■ Given request: Reproduce the lines of this listing exactly, character for character.

Data extracted from a collection:
———
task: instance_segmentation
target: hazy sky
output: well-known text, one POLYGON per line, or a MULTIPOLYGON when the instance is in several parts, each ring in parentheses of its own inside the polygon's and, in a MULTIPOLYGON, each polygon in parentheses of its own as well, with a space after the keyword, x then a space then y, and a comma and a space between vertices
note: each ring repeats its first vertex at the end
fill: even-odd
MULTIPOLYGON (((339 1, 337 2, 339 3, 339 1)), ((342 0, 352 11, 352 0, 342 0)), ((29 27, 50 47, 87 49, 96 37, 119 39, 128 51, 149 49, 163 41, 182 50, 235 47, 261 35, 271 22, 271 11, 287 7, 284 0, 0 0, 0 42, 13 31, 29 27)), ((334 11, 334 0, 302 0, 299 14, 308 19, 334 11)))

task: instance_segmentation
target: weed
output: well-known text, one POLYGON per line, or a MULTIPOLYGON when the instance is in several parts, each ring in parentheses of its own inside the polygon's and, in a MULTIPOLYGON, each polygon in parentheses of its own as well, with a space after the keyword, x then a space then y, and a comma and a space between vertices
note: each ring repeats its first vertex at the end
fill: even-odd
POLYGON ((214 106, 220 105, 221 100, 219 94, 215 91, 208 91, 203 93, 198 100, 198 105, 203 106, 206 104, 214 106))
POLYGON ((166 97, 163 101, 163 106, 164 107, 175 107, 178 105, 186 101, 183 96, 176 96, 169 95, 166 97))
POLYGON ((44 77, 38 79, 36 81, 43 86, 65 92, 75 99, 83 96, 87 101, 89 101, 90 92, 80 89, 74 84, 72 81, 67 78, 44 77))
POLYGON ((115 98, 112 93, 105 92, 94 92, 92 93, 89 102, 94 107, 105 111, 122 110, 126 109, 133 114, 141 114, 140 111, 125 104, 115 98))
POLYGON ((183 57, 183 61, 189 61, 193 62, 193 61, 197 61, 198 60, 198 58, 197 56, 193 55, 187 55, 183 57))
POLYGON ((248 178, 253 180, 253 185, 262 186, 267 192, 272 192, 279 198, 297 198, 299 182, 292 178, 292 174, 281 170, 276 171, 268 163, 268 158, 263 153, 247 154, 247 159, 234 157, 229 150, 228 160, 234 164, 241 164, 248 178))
———
■ Answer to this exercise:
task: instance_segmentation
target: hazy sky
output: well-known text, one POLYGON per line, or a MULTIPOLYGON when the instance is in several parts, each ring in parentheses of its own inside the polygon's and, in a MULTIPOLYGON, each polygon in parentheses of its own as well, with a space after the keyword, x then a space then y, and a comma and a space between vertices
note: each ring repeats its first vertex at the end
fill: even-odd
MULTIPOLYGON (((339 1, 337 2, 339 3, 339 1)), ((342 0, 352 11, 352 0, 342 0)), ((29 27, 50 47, 87 49, 96 37, 119 39, 128 51, 149 49, 163 41, 182 50, 235 47, 261 35, 271 22, 271 11, 287 7, 284 0, 0 0, 0 42, 13 31, 29 27)), ((334 11, 334 0, 302 0, 299 14, 308 19, 334 11)))

task: instance_segmentation
target: weed
output: well-known text, one POLYGON per line, or a MULTIPOLYGON when the instance is in several parts, each ring in parentheses of its own inside the polygon's and, in a MULTIPOLYGON, each polygon in parentheses of its own as well, with a space after the keyword, x then a space then y, and a comma and a space between vertices
note: each ring repeats its first vertex at the end
fill: even-odd
POLYGON ((214 106, 220 105, 221 100, 219 94, 215 91, 208 91, 203 93, 198 100, 198 105, 203 106, 206 104, 214 106))
POLYGON ((166 97, 163 101, 163 106, 164 107, 175 107, 178 105, 186 101, 183 96, 176 96, 169 95, 166 97))
POLYGON ((44 77, 38 79, 36 81, 43 86, 65 92, 75 99, 83 96, 87 101, 89 101, 90 92, 80 89, 74 84, 72 81, 67 78, 44 77))
POLYGON ((115 98, 112 93, 105 92, 94 92, 92 93, 89 102, 94 107, 105 111, 122 110, 126 109, 133 114, 141 114, 140 111, 125 104, 115 98))
POLYGON ((183 57, 183 61, 189 61, 193 62, 193 61, 197 61, 198 60, 198 58, 197 56, 193 55, 187 55, 183 57))
POLYGON ((248 178, 253 180, 253 185, 262 186, 267 192, 272 192, 279 198, 297 198, 299 182, 292 178, 292 174, 281 170, 276 171, 268 163, 268 158, 263 153, 247 154, 247 159, 234 157, 229 150, 228 160, 234 164, 241 164, 248 178))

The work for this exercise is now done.